**Task details:** Through the end of the data below, output every line exactly, beginning with the line that contains "Where can you find the recessed".
+++ Records shown
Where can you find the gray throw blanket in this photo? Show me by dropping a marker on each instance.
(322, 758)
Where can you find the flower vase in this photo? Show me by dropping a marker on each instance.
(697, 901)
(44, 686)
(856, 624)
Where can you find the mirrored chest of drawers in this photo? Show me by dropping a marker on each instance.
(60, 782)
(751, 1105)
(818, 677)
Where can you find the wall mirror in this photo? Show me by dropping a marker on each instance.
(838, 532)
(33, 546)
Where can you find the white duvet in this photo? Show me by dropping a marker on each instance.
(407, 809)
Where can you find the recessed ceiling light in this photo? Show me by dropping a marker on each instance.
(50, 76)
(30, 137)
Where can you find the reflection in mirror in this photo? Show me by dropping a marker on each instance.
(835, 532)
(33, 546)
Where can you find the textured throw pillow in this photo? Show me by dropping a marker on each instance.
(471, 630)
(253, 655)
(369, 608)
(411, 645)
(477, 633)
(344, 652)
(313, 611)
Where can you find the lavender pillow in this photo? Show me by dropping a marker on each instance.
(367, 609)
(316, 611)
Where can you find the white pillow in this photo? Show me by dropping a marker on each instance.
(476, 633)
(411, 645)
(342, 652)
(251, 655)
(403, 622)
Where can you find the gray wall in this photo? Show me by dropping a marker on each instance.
++++++
**Answer space:**
Where can you find the recessed ceiling light in this photo? Show me by dropping a marker on each instance.
(50, 76)
(30, 137)
Where can you find the reflection in mirror in this photo? Show me by dropping a marker on each instance.
(835, 532)
(33, 546)
Where can you find the textured throw pillow in this photo? Show me by dropping a marker on each instance.
(471, 630)
(253, 655)
(369, 608)
(411, 645)
(477, 633)
(344, 652)
(313, 611)
Where can you find the lavender pillow in this photo? Show me by dropping a marker on each instance.
(367, 609)
(316, 611)
Where can you find the white pillow in this photo? Show me by dropping a marker on each instance.
(476, 633)
(411, 645)
(342, 652)
(251, 655)
(403, 622)
Where can you find the gray wall in this photo? Show me by dropping a marker on each instance.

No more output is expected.